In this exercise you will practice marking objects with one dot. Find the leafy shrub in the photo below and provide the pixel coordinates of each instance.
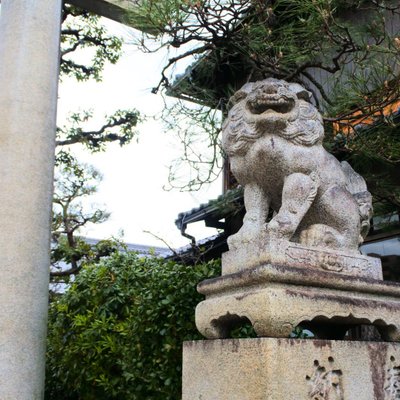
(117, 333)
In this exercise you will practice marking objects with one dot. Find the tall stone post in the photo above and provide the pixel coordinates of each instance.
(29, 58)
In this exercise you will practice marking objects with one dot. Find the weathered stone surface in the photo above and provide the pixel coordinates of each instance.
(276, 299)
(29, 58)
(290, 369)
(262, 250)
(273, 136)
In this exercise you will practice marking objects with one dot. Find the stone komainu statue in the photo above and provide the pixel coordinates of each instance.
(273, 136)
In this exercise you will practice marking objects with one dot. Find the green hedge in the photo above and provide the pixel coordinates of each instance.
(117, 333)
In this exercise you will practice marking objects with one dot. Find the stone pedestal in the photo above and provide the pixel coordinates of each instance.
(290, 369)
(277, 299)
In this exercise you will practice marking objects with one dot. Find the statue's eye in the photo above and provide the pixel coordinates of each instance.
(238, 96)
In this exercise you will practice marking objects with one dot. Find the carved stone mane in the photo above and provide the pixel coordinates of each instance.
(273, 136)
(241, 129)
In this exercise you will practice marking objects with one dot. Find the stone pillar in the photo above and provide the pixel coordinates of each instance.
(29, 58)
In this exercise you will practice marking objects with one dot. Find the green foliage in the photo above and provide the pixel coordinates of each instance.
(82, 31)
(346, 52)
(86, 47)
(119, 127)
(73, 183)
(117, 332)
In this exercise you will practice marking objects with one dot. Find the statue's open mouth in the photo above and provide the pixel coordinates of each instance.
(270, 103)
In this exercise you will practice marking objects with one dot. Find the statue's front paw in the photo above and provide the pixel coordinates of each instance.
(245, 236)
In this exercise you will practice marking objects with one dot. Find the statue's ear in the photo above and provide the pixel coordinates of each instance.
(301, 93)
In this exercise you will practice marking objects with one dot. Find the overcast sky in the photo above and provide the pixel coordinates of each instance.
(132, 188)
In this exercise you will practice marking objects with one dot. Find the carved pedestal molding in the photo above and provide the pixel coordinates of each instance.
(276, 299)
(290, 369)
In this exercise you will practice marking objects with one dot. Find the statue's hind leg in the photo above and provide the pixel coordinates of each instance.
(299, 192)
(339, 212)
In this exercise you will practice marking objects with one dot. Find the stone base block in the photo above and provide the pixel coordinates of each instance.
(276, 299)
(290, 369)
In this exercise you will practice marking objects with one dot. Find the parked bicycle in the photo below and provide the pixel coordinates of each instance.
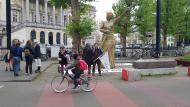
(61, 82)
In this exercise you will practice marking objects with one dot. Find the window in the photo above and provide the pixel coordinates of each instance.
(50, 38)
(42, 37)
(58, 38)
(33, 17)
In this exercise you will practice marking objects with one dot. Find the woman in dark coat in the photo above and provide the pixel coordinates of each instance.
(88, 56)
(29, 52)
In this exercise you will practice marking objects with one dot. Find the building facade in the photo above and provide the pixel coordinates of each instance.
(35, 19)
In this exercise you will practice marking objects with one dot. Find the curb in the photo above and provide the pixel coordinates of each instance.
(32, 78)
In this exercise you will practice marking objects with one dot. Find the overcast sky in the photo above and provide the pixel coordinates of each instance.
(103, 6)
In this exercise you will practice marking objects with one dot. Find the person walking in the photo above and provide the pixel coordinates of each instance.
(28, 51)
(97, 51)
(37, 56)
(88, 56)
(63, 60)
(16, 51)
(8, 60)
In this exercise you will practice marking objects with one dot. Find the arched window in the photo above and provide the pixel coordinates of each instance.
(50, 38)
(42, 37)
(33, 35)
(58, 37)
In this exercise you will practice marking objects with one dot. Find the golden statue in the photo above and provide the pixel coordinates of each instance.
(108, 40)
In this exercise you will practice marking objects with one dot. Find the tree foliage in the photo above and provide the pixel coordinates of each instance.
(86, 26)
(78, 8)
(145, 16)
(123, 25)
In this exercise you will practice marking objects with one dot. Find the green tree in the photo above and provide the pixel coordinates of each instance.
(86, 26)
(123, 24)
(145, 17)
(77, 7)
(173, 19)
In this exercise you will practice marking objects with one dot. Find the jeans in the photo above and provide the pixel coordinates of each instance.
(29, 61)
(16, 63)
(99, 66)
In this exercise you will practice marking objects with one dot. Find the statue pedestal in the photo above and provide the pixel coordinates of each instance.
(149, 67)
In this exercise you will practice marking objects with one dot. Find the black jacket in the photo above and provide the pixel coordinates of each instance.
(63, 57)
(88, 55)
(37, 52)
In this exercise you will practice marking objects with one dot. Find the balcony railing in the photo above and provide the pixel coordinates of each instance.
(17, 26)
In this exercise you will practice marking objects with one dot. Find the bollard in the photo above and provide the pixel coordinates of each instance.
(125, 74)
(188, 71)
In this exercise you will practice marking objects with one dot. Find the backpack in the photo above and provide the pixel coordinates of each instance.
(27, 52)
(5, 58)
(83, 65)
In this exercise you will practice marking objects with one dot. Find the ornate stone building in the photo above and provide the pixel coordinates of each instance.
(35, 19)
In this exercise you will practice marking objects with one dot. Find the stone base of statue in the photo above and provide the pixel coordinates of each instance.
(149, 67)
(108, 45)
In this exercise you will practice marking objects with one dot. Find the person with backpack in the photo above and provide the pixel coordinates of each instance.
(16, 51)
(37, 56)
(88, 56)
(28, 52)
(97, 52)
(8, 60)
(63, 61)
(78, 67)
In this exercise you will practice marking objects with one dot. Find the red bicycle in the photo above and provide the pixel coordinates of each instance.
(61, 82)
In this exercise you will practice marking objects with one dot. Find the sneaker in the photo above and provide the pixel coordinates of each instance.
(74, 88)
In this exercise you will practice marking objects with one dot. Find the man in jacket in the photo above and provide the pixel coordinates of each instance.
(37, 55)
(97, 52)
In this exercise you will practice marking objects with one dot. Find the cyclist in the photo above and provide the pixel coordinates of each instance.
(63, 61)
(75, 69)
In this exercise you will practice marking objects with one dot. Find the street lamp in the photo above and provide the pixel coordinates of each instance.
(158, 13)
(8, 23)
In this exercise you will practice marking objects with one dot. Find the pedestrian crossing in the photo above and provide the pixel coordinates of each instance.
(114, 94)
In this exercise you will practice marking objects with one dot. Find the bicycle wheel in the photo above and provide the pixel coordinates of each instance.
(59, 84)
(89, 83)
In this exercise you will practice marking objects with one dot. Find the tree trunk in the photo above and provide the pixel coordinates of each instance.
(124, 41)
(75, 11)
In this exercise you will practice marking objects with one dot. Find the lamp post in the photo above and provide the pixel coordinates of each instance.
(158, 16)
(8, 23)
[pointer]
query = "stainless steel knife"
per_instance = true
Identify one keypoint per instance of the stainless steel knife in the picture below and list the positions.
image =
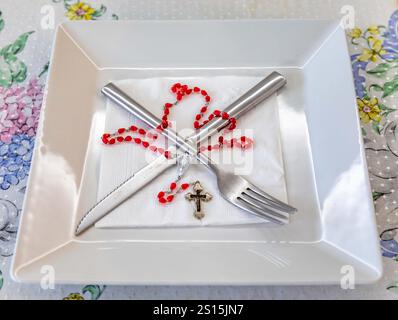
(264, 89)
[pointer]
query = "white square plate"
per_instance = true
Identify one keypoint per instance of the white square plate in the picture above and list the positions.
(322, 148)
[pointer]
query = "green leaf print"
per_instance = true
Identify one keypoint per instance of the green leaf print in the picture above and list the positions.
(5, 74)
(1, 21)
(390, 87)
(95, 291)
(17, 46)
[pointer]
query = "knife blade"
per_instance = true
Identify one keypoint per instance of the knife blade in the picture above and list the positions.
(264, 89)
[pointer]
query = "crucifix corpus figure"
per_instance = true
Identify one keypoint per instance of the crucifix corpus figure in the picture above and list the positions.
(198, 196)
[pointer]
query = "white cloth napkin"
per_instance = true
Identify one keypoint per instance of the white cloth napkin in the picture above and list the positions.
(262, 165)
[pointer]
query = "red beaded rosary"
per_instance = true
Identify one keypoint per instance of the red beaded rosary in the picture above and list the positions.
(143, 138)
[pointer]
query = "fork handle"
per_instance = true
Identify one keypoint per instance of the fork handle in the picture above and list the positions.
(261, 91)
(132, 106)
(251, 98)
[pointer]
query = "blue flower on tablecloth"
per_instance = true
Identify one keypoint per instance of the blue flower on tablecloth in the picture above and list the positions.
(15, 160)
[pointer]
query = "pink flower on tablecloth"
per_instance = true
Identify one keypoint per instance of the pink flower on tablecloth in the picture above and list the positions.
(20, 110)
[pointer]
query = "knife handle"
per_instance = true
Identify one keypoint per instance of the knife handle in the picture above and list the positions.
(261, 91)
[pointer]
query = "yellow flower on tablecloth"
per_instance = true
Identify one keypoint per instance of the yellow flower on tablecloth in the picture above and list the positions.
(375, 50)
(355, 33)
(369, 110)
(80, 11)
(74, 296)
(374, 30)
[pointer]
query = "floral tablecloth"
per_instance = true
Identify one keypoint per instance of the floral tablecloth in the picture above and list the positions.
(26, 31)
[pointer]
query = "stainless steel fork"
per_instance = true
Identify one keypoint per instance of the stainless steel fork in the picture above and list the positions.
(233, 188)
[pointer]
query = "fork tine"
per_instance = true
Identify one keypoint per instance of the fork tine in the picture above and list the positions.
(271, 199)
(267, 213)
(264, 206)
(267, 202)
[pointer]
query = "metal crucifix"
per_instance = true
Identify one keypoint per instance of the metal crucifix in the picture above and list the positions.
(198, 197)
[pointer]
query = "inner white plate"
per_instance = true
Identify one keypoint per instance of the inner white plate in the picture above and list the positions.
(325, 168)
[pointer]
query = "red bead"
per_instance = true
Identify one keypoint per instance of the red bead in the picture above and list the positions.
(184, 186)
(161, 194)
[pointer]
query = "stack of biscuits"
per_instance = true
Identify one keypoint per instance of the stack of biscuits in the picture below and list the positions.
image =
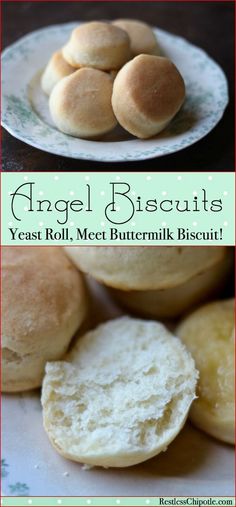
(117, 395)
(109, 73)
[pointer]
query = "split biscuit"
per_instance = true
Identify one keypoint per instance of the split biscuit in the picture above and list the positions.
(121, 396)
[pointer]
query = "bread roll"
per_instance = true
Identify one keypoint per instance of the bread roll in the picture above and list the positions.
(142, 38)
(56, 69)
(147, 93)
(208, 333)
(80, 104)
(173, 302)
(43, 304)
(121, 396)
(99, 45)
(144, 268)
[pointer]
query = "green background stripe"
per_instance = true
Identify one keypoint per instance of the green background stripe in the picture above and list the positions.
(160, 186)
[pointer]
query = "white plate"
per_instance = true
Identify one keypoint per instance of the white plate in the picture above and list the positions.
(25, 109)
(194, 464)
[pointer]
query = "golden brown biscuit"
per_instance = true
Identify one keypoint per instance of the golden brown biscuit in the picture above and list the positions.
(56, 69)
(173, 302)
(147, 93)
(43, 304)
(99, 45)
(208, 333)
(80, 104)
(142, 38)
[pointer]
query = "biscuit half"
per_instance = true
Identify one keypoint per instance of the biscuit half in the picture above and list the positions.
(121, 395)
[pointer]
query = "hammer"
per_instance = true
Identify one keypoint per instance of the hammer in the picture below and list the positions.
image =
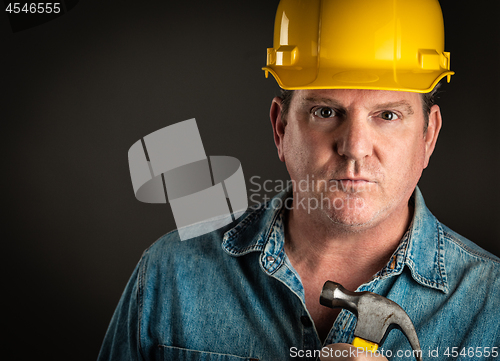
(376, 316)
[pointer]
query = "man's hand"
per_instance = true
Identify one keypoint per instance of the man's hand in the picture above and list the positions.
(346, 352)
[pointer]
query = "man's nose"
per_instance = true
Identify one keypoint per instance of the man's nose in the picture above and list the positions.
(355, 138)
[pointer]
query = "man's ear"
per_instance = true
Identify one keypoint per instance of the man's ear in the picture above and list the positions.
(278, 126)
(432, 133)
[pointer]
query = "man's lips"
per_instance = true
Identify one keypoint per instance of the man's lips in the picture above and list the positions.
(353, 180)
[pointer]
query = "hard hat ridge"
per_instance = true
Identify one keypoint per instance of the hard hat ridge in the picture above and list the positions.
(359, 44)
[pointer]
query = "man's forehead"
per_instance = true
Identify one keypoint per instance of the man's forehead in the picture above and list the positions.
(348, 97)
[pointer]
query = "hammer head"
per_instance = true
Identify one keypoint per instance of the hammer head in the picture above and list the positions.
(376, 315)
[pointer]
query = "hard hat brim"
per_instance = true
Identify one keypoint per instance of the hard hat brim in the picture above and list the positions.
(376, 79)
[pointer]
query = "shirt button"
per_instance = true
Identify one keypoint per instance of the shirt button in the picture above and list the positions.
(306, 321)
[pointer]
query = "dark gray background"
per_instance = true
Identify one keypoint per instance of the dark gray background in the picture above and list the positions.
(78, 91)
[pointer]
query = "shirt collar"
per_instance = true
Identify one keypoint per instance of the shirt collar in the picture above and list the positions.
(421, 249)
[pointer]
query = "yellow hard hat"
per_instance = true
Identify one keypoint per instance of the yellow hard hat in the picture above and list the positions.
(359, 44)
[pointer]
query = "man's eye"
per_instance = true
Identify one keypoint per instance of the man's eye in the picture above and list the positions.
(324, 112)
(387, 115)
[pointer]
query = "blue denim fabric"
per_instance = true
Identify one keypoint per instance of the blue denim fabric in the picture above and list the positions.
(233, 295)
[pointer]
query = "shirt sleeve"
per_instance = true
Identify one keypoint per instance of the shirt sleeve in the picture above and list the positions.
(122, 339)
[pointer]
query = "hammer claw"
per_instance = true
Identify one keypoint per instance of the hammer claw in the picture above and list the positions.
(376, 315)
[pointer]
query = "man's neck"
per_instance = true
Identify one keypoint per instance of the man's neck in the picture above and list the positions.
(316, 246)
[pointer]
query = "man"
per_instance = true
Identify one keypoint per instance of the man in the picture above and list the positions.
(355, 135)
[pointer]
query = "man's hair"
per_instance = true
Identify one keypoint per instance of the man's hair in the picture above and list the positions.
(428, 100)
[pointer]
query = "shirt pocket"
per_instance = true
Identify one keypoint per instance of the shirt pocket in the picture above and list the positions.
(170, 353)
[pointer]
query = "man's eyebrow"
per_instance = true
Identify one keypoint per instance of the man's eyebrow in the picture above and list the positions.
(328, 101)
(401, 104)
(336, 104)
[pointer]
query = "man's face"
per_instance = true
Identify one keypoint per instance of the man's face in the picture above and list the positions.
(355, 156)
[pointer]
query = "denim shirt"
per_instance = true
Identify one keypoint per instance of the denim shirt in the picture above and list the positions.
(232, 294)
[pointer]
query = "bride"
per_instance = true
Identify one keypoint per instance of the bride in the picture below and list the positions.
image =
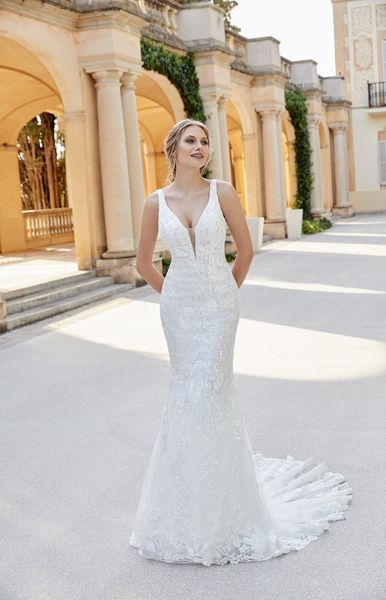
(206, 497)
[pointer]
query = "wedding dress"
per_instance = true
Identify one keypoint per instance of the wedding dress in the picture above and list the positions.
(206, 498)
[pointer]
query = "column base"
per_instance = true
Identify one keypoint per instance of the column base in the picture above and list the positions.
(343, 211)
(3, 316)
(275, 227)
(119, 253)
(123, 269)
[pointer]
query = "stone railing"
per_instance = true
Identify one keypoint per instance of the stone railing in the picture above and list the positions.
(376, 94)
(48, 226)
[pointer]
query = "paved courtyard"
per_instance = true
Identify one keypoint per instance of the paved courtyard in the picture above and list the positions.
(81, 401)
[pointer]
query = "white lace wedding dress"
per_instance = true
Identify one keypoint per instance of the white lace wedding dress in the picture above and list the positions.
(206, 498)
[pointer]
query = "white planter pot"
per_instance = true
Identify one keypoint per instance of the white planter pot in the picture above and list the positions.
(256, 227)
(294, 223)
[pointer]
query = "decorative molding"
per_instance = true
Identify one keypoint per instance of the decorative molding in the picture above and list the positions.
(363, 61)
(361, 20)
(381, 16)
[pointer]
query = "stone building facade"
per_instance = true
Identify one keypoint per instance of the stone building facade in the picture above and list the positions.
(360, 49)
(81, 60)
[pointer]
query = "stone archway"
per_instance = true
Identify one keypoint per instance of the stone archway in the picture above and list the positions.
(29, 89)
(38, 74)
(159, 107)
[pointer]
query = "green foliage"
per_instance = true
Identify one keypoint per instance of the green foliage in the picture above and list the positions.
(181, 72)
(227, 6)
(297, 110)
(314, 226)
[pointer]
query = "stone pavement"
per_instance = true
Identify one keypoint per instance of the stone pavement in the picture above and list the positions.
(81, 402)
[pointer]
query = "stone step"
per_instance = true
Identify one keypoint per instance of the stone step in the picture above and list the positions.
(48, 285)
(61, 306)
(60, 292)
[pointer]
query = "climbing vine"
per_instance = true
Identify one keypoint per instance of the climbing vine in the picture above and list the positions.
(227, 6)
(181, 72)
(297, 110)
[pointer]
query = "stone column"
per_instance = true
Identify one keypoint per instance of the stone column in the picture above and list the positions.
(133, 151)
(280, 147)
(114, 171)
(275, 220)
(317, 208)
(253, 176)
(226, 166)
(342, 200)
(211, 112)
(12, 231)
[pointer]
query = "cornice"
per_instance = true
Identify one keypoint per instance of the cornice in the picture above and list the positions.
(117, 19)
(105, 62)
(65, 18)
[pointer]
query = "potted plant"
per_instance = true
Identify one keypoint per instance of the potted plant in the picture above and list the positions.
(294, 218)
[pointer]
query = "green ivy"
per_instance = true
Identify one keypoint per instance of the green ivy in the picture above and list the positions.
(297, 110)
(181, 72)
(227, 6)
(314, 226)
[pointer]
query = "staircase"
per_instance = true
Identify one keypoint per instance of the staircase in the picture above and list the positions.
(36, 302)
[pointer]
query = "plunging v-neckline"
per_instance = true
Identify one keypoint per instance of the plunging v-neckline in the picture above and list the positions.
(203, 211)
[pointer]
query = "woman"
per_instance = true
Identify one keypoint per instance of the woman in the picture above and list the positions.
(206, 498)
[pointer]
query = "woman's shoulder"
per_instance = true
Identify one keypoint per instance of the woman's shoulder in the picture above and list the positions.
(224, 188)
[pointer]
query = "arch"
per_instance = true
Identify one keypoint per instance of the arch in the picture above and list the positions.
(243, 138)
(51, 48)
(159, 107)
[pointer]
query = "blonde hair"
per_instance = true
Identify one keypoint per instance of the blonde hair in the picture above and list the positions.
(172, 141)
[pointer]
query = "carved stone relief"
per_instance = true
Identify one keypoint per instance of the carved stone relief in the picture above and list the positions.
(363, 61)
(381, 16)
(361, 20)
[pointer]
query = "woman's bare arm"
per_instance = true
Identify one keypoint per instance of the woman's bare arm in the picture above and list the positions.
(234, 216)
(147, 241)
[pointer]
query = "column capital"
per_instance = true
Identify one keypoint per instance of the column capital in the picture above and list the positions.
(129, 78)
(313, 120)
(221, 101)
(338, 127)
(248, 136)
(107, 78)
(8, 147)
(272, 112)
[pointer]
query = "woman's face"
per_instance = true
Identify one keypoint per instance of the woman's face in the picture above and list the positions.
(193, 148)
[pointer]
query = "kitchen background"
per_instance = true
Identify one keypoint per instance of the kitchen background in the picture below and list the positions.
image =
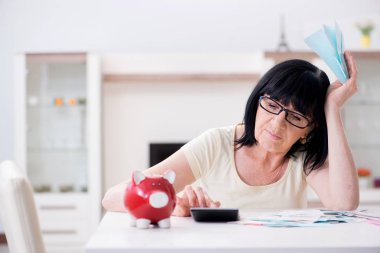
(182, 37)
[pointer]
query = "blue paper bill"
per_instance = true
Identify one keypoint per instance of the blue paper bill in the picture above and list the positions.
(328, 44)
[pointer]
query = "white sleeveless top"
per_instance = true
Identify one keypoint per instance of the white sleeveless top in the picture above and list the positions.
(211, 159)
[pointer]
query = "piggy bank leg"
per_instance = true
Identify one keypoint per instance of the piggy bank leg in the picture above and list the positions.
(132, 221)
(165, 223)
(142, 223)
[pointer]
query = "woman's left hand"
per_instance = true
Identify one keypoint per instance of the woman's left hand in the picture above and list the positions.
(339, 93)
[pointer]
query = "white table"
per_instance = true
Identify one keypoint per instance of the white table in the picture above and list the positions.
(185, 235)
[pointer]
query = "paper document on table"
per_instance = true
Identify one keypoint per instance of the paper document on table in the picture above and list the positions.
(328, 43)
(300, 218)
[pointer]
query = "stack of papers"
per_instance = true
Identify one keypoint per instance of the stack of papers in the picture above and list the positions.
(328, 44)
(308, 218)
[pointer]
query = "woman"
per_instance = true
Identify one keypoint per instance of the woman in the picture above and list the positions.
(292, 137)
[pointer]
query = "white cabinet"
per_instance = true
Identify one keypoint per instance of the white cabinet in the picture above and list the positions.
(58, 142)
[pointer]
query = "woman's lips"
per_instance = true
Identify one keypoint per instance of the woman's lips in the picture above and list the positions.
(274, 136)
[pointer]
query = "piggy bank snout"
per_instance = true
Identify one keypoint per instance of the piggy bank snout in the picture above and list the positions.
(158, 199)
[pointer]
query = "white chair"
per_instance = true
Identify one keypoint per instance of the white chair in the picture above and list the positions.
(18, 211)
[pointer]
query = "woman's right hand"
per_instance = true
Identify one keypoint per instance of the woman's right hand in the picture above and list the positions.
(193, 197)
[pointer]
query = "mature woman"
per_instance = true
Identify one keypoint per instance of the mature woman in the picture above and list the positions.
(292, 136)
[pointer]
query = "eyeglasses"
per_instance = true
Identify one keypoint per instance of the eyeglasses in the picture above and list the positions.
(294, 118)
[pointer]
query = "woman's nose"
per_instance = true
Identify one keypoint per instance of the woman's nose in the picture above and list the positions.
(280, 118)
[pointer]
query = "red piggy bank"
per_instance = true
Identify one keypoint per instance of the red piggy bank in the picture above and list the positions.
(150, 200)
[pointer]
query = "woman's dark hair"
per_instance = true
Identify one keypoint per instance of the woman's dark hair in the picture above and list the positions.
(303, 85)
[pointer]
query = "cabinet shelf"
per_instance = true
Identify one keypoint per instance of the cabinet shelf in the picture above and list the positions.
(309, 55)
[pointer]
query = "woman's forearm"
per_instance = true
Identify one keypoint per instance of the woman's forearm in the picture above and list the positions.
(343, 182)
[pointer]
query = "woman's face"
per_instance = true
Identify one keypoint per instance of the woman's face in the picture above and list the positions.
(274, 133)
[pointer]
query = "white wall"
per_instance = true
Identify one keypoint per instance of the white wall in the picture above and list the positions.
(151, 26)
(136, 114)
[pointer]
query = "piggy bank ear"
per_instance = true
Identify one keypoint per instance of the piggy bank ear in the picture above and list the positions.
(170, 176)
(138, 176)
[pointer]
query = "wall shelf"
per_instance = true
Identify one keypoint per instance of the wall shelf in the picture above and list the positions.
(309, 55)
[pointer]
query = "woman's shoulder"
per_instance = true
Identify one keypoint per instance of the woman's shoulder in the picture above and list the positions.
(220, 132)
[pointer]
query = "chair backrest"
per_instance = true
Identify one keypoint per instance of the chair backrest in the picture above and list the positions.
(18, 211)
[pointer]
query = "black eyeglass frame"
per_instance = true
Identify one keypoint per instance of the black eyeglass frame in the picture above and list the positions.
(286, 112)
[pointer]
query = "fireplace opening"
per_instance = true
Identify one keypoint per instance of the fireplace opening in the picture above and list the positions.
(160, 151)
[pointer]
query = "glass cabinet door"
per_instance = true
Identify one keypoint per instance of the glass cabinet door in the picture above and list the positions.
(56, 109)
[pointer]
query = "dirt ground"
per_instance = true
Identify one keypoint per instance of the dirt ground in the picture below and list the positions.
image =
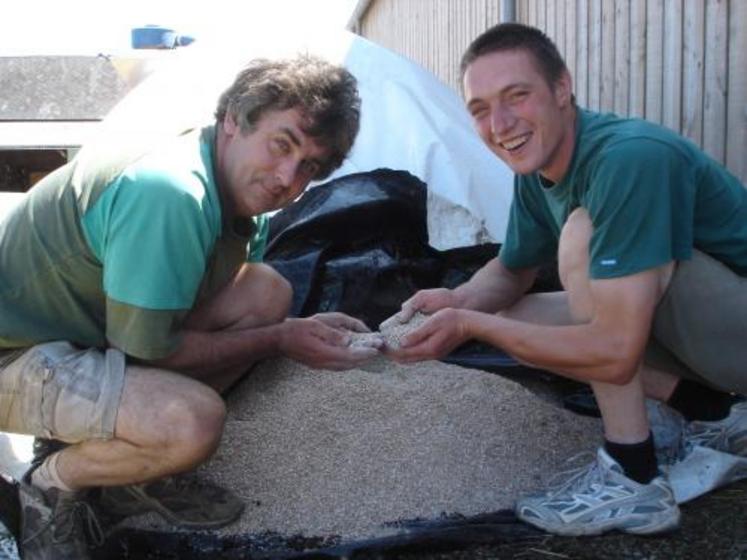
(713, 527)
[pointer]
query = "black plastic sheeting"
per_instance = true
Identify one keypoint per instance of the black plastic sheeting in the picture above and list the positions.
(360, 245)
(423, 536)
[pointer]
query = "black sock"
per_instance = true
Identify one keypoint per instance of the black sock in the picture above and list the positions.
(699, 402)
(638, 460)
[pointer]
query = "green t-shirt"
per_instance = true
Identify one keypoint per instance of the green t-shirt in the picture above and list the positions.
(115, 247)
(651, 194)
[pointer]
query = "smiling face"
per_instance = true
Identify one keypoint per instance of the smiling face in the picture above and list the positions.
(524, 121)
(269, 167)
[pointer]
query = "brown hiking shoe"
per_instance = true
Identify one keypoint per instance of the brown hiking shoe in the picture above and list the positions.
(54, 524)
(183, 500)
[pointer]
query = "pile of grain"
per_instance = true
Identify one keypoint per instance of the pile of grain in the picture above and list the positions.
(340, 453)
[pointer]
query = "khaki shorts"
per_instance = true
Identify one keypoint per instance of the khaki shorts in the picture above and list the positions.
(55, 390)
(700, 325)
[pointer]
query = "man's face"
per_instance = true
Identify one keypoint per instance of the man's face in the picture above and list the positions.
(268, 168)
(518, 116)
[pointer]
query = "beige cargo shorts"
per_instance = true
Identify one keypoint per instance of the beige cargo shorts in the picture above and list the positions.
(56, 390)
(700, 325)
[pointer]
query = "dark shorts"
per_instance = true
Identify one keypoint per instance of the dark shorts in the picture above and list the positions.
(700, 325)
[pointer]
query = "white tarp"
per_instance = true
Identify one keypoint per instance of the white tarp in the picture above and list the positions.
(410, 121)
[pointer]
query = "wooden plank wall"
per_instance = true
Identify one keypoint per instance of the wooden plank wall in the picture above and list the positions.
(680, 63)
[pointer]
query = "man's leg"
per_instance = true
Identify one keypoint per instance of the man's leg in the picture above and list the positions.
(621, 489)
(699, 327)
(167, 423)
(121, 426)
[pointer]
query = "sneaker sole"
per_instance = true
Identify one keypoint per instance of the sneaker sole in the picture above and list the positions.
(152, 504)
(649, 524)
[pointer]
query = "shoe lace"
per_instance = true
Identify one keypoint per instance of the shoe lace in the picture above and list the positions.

ASSIGNMENT: How many of the lines above include "dirt"? Only the number should be given.

TASK OUTPUT: 2